Page excerpt:
Light clock promises finer time
By
Eric Smalley,
Technology Research NewsMaking the most of time requires that time be well defined. And in order to be precise, a definition of time must involve something that happens very quickly.
The current definition of a second is the duration of 9,192,631,770 oscillations of cesium atoms excited by microwaves. Today's cesium atomic clocks are accurate to within one million billionth of a second or 1 second in 30 million years.
This is precise enough for a cluster of orbiting satellites to calculate the position of a stationary object to within a millimeter. For moving objects like cars and planes, however, the accuracy is a few meters, which is not enough to allow a global positioning system to, for instance, automatically land a plane.
Researchers from the National Physical Laboratory in England have made a prototype atomic clock that divides time into slices based on optical radiation, or lightwaves, rather than microwave radiation. Such clocks could eventually improve global positioning systems, make space exploration more accurate, and more accurately test the laws of physics, said Helen Margolis, a principal research scientist at the National Physical Laboratory.
Because lightwaves are smaller and faster than microwaves, optical clocks have operating frequencies as many as 100,000 times higher than today's cesium microwave clocks, said Margolis. "They divide time into much finer slices, and therefore have the potential to give much higher accuracy," she said.
Today's atomic clocks measure the vibration frequency of cesium atoms to calibrate quartz crystal electronic oscillators. A laser excites the atoms to the energy level where they resonate with a microwave field that is tuned by an electronic oscillator. The microwave field cycles through a range of frequencies close to the cesium atoms' resonant frequency, and as the microwaves resonate with the atoms the atoms give off energy in the form of photons. A photodetector measures the peak amount of light and locks the microwave field on that frequency.
Optical atomic clocks use lasers instead of microwaves to resonate the atoms, and atoms that have higher resonant frequencies than cesium. The researchers' prototype uses a single strontium ion that is held in an electromagnetic trap and laser cooled to near absolute zero, said Margolis. Another laser causes the ion to oscillate at its resonant frequency -- 444,779,044,095,484.6 cycles per second.
The difference between the strontium frequency and the cesium frequency is the difference between 1 second and 13 and a half hours. This higher frequency could lead to optical atomic clocks that are so accurate they would lose less than a second over the lifetime of the universe.
One challenge is that electronic photodetectors are too slow to measure such high frequencies. Researchers have recently developed another tool that is fast enough, the femtosecond laser frequency comb. Frequency combs are lasers that emit a pulse every million billionth of a second, or femtosecond. The light emitted by the lasers covers the wavelengths of the spectrum of visible light in discrete, narrowly-spaced intervals equal to the frequency of the pulses. "This acts like an optical frequency ruler... with the frequency of every tooth of the comb known precisely," said Margolis.

Material supplied:
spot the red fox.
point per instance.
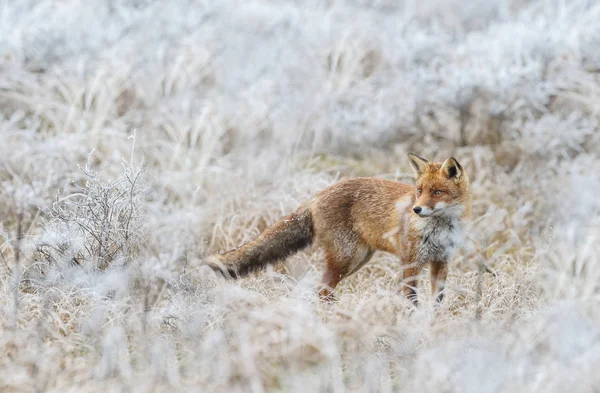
(352, 219)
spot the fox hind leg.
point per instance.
(439, 272)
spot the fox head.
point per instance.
(442, 188)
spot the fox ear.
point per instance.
(452, 168)
(419, 164)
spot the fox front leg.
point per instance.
(411, 279)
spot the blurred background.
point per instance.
(138, 136)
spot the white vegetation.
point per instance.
(137, 136)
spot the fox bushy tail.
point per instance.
(286, 237)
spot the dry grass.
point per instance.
(137, 136)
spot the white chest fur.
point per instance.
(440, 238)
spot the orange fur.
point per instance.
(355, 217)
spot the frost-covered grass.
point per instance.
(137, 136)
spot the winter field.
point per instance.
(139, 136)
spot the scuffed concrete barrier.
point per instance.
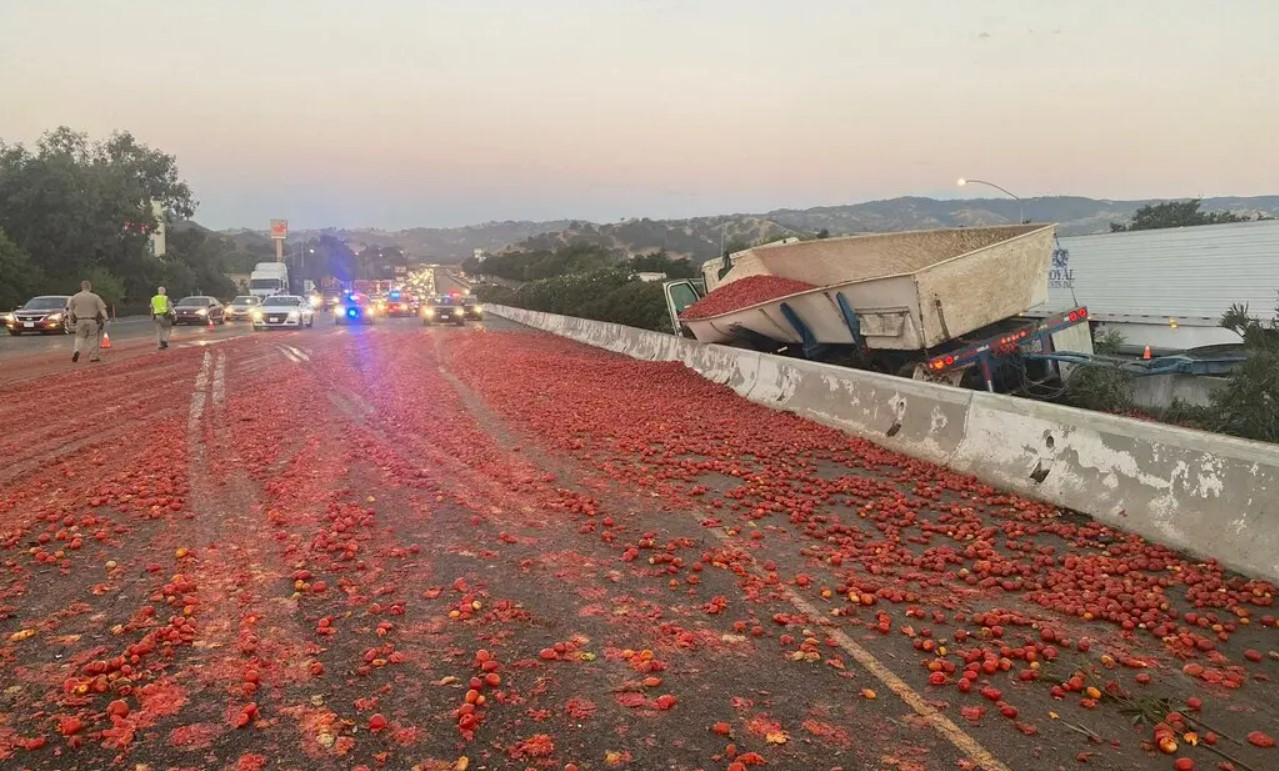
(1215, 496)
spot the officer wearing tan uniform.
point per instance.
(88, 316)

Short exercise 1: In the light clock article, what does the researchers' prototype hold in an electromagnetic trap?
Short exercise 2: Duplicate the light clock article word for word, starting at "Light clock promises" and ending at "30 million years.".

Expected answer 1: A single strontium ion.

Expected answer 2:
Light clock promises finer time
By
Eric Smalley,
Technology Research NewsMaking the most of time requires that time be well defined. And in order to be precise, a definition of time must involve something that happens very quickly.
The current definition of a second is the duration of 9,192,631,770 oscillations of cesium atoms excited by microwaves. Today's cesium atomic clocks are accurate to within one million billionth of a second or 1 second in 30 million years.